▶ _Task item 1_:
Copy out word for word the stretch of the article on breast milk storage at Pierce College from "Pierce College does" through "appropriate nor safe.".
▶ _Task item 2_:
Continue the article on breast milk storage at Pierce College below, picking up right after its last sentence.
*** Excerpt to read ***
Pierce College does not have an authorized place for students, faculty or staff to express or store breast milk, which makes Pierce out of regulation under Title IX of the Education Amendments Act of 1972.
Lactating mothers who double as students are entitled to a designated room to express and store breast milk under Title IX.
Title IX states, “No person in the United States shall, on the basis of sex, be excluded from participation in, be denied the benefits of, or be subjected to discrimination under any education program or activity receiving Federal financial assistance.” These protections extend to lactating women.
Benne has allowed women, including faculty, to pump breast milk in empty exam rooms of the Student Health Services building. However, Benne said it is neither appropriate nor safe.
“I feel bad that they don’t have a room,” Benne said. “This is our student health center. It’s not supposed to be for faculty and staff, but I also don’t have any desire to have them pump in a bathroom, if that’s their only recourse. I let them, though they understand that if there’s an emergency and I need the room I’m going to have to interrupt and they’ll have to go elsewhere.”
Since the exam rooms at the Health Center are not designed specifically for breastfeeding, the area is not an ideal spot to express and store milk.
“We’re a little bit better than a bathroom, but I can’t guarantee that there aren’t lingering bacterial particles and viral particles in the exam rooms,” Benne said. “We clean once a day in the morning and then we wipe down everything in the evening when we close,” Benne said.
Benne said the liability is too high for an infant’s milk to be stored in a non-regulated environment. The Student Health Center is not equipped to store infant’s milk.
*** End of Excerpt to read ***
*** Given entries ***
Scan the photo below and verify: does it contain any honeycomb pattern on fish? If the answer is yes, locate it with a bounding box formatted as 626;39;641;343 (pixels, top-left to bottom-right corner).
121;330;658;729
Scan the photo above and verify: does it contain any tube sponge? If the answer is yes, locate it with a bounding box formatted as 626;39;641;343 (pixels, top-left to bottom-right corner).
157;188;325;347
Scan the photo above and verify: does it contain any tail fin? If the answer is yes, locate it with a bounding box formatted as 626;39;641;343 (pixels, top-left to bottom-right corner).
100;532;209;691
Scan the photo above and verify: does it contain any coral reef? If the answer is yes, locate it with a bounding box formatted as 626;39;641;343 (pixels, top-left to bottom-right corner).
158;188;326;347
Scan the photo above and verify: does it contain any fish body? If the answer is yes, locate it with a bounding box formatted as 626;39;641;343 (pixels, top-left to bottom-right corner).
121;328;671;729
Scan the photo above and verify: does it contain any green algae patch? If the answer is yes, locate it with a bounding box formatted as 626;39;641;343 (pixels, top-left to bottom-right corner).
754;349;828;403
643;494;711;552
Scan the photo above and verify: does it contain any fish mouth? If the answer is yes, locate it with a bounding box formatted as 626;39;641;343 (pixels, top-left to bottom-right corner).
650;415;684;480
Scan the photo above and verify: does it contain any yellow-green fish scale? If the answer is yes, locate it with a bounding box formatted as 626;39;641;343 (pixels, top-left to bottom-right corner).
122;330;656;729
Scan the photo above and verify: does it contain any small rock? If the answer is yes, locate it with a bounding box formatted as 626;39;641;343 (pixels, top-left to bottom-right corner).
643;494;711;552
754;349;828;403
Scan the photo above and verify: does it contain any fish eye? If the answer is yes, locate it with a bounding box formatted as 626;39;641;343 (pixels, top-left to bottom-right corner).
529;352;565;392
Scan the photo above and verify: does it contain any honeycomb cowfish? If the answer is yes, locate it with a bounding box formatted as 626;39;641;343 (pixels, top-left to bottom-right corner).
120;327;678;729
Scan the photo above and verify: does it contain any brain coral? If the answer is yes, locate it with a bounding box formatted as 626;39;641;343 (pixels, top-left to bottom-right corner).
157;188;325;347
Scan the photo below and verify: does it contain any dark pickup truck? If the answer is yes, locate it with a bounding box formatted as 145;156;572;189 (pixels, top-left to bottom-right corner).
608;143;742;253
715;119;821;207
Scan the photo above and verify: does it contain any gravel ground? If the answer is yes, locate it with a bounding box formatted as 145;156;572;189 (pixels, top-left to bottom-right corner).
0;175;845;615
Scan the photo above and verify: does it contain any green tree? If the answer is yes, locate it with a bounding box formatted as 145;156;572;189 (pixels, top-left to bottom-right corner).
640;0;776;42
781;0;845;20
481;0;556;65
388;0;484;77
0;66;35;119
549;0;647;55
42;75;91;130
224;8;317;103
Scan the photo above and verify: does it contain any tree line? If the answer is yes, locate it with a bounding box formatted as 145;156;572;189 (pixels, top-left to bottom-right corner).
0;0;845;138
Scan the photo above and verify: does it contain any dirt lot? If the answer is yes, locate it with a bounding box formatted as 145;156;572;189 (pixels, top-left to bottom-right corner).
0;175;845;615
*** End of Given entries ***
▶ _Output 1_:
Pierce College does not have an authorized place for students, faculty or staff to express or store breast milk, which makes Pierce out of regulation under Title IX of the Education Amendments Act of 1972.
Lactating mothers who double as students are entitled to a designated room to express and store breast milk under Title IX.
Title IX states, “No person in the United States shall, on the basis of sex, be excluded from participation in, be denied the benefits of, or be subjected to discrimination under any education program or activity receiving Federal financial assistance.” These protections extend to lactating women.
Benne has allowed women, including faculty, to pump breast milk in empty exam rooms of the Student Health Services building. However, Benne said it is neither appropriate nor safe.

▶ _Output 2_:
“In the temperature controlled refrigerator that I have, that’s for my vaccines,” Benne said. “The liability is too bad, it’s too high for an infant’s milk to be stored in a non-regulated environment.”
In addition to not having a proper place to express milk, Pierce also doesn’t have a safe environment to store the milk.
Senior Office Assistant of the Child Development Center Jacqueline Pacheco believes it would be convenient if there were multiple areas students could safely breastfeed, pump or store milk.
“We do have sort of a large campus where it does take some time to walk across, to and from each of the sides of the campus,” Pacheco said. “Maybe they have somewhere to be, if they have to go drop off their child and go to a class right away. It does create an inconvenience if there’s just one area,” Pacheco said.
Jessica Escoto, a nursing major and mother, believes the lactation rooms should be implemented because it could help mothers on campus. Years ago when Escoto was breastfeeding she would have to find a quiet place to cover herself with a blanket.
“I think moms should have a place to feel safe,” Escoto said. “Nowadays people see it as sexualized if you do it out in public.”